§ **EXERCISE GOAL**: Copy the records below, changing each "keypoint" to "marker" and leaving everything else untouched.

* begin DATASET CONTENT *

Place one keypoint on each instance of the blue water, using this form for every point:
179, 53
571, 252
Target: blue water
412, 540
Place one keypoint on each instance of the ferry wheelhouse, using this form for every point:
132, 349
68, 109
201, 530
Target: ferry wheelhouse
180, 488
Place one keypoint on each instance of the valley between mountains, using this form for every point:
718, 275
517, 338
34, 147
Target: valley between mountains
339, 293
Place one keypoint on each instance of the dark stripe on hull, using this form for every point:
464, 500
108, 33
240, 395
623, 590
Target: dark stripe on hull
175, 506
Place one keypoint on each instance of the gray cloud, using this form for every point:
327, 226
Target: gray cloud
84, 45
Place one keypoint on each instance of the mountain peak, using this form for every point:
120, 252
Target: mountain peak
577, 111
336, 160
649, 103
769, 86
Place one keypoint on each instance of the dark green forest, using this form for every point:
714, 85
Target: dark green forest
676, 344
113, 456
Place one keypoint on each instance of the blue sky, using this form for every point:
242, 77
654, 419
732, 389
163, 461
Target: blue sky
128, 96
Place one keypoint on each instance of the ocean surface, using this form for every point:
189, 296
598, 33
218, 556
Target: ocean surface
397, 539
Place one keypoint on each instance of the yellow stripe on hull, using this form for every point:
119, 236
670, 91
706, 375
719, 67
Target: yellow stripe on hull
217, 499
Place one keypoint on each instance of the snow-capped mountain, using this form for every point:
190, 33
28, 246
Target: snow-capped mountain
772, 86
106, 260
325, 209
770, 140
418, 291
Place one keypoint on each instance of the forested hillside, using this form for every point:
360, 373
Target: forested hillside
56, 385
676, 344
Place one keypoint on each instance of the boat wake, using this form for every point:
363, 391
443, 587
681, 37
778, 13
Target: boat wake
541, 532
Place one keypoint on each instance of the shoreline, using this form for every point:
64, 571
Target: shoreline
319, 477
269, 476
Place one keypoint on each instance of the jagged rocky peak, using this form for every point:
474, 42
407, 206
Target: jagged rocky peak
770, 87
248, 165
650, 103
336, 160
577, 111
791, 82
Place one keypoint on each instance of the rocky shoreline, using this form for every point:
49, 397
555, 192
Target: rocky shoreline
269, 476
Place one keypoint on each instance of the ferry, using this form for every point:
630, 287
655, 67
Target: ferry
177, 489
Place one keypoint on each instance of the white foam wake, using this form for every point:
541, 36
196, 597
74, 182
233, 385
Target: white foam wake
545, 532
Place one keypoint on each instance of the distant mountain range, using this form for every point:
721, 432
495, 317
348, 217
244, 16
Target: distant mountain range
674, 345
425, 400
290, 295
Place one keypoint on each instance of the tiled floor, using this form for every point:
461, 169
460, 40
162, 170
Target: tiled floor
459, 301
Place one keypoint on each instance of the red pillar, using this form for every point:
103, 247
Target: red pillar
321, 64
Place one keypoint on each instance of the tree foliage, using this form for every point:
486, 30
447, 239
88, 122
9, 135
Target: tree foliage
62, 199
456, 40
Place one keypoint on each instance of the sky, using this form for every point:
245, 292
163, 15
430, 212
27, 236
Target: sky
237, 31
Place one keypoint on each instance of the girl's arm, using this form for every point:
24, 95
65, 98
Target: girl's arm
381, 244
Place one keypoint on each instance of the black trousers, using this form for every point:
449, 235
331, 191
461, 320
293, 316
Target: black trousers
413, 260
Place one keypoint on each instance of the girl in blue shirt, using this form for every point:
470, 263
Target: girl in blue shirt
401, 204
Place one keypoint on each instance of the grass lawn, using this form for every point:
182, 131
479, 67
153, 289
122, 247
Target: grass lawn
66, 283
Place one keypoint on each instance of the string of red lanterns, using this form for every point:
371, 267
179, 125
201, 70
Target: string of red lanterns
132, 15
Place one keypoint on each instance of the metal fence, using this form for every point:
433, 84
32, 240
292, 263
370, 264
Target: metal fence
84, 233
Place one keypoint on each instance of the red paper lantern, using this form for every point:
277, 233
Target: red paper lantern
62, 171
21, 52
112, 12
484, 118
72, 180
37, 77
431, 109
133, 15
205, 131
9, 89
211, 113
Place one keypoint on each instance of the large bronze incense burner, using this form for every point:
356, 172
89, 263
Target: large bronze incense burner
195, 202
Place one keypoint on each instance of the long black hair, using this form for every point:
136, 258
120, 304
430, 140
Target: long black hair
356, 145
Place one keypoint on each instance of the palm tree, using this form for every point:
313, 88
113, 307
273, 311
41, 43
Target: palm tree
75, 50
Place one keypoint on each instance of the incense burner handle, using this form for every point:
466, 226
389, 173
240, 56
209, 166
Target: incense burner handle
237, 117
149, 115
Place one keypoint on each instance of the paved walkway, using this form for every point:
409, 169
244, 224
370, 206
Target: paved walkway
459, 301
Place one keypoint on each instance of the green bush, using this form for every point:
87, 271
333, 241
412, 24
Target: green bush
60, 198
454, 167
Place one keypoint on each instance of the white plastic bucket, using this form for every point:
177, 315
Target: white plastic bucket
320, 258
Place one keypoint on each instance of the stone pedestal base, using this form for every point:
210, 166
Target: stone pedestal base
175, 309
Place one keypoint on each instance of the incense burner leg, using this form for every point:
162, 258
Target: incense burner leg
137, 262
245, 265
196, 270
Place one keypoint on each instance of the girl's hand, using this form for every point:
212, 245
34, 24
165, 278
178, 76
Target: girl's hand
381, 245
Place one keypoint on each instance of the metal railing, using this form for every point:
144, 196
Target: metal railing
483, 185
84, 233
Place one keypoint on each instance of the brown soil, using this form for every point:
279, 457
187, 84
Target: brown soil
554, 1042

* end DATASET CONTENT *

§ **SOLUTION TO THE PROBLEM**:
Place one marker on each instance of the blue water, using this form for every point:
179, 53
571, 252
Target: blue water
412, 540
Place one marker on each instance of the ferry wheelhouse, using this form for every point:
132, 349
68, 109
201, 530
Target: ferry wheelhouse
180, 488
Place one marker on each instance of the valley between mountains, using this form for every point:
718, 275
517, 338
34, 147
Target: valley between mountains
339, 293
Place one marker on each instance of the dark stripe on hull, using this form for every point:
464, 500
108, 33
240, 395
623, 590
Target: dark stripe on hull
175, 506
Place one marker on each instance of the gray cloud, using this form for every point:
327, 226
Target: gray cloud
84, 45
Place one marker on each instance of the mountain peak, using this form for every point:
120, 252
Target: mountain peak
577, 111
336, 160
649, 103
769, 86
Place one marker on each instance of the dark green forest, using this form for every point:
714, 85
Target: dark green forest
676, 344
113, 456
Place one marker on each instance of the blue sky, using this form for every point:
242, 77
654, 419
732, 389
163, 461
Target: blue sky
128, 96
Place one marker on each instance of the ocean surface, using this form for every point:
189, 296
598, 33
218, 556
Target: ocean surface
397, 539
Place one marker on each instance of the yellow stripe on hull, using this form for every point:
119, 236
670, 91
706, 375
719, 67
Target: yellow stripe on hull
217, 499
Place one marker on each instance of the snow-capped mountain, using this form for every point:
190, 33
28, 246
Target: snow-capped mountain
772, 86
106, 260
325, 209
770, 140
418, 291
Place one marker on each instance of the forested hillside, using this form for every point:
360, 373
Target: forested hillside
56, 385
676, 344
Place one marker on each instance of the boat wake, using this form for every point:
363, 391
443, 587
681, 37
778, 13
Target: boat wake
541, 532
Place one marker on each instance of the shoreline, using this form for every point:
64, 571
Target: shoreline
319, 477
269, 476
Place one marker on each instance of the jagged rocky peak, using this form for every point:
474, 42
407, 206
Target: jagged rocky peak
770, 87
248, 165
650, 103
336, 160
577, 111
791, 82
Place one marker on each instance of the rocky shoreline, using this form for every point:
49, 397
555, 192
Target: rocky shoreline
269, 476
Place one marker on each instance of the ferry, using this form for every point:
630, 287
655, 67
Target: ferry
177, 489
Place one marker on each instance of the white foam wake, using this form for every point:
541, 36
196, 597
74, 182
233, 385
Target: white foam wake
545, 532
Place one marker on each instance of the distant mountain range, using this form for every point:
721, 432
495, 317
348, 217
244, 16
Target: distant mountain range
674, 345
425, 400
290, 295
Place one marker on each instance of the tiled floor, using this form for every point:
461, 169
460, 40
162, 170
Target: tiled floor
459, 301
Place one marker on each instance of the red pillar, using this form for every point:
103, 247
Target: red pillar
321, 64
Place one marker on each instance of the tree foliage, using this form for every point:
486, 30
447, 239
88, 122
9, 135
Target: tree foliage
62, 199
456, 40
Place one marker on each instance of the sky, using this form for every point:
245, 292
163, 15
430, 212
27, 236
Target: sky
237, 31
Place one marker on each instance of the girl's arm, using this form for every point:
24, 95
65, 98
Target: girl's arm
381, 244
Place one marker on each instance of the black trousers, using this form for every point:
449, 235
331, 191
461, 320
293, 316
Target: black trousers
413, 260
Place one marker on each instance of the girl in blue shirt, using this form for every point:
470, 263
Target: girl in blue shirt
401, 204
Place one marker on each instance of the grass lawn, using this form for every point:
182, 131
479, 67
153, 289
122, 247
Target: grass lawn
66, 283
Place one marker on each instance of the string of red lanterns, using this form for every point:
371, 267
179, 125
201, 70
Target: string of red lanterns
132, 15
Place one marker on each instance of the metal fence, using this form for every point:
433, 84
32, 240
292, 263
370, 264
Target: metal fence
84, 233
Place one marker on each instance of the red paper lantern, using this form for every point:
277, 233
Target: red paper lantern
62, 171
21, 52
112, 12
484, 118
72, 180
37, 77
431, 109
133, 15
205, 131
9, 89
211, 113
Place one marker on each instance of the large bronze incense burner, using this form for every point:
356, 172
89, 263
Target: large bronze incense burner
195, 202
Place one marker on each instance of the long black hair, using this form for every point:
136, 258
120, 304
430, 140
Target: long black hair
356, 145
Place one marker on each instance of the palm tree, using this form for every point:
313, 88
113, 307
273, 311
41, 43
Target: palm tree
75, 50
Place one marker on each instance of the incense burner handle, using this form for every point:
466, 226
389, 173
240, 56
209, 166
Target: incense burner handle
237, 117
149, 115
Place one marker on each instance of the paved walkway, using this form for every point:
409, 169
244, 224
370, 206
Target: paved walkway
459, 301
Place one marker on each instance of the green bush, using this form for every point:
87, 271
333, 241
412, 24
Target: green bush
60, 198
454, 167
Place one marker on each instance of the white plastic bucket, using this form for every point:
177, 315
Target: white plastic bucket
320, 258
Place one marker on each instance of the stone pedestal base, using this form for every point:
210, 166
Target: stone pedestal base
175, 309
Place one marker on each instance of the incense burner leg, using this form for every point:
162, 258
Target: incense burner leg
137, 262
245, 265
196, 270
Place one marker on each instance of the girl's hand, using this form for every point:
212, 245
34, 24
165, 278
178, 76
Target: girl's hand
381, 245
Place one marker on each instance of the metal railing, using this form for every point:
144, 196
Target: metal railing
483, 185
84, 233
Place one marker on each instance of the brown soil, using this form for every point:
279, 457
187, 84
Target: brown soil
554, 1042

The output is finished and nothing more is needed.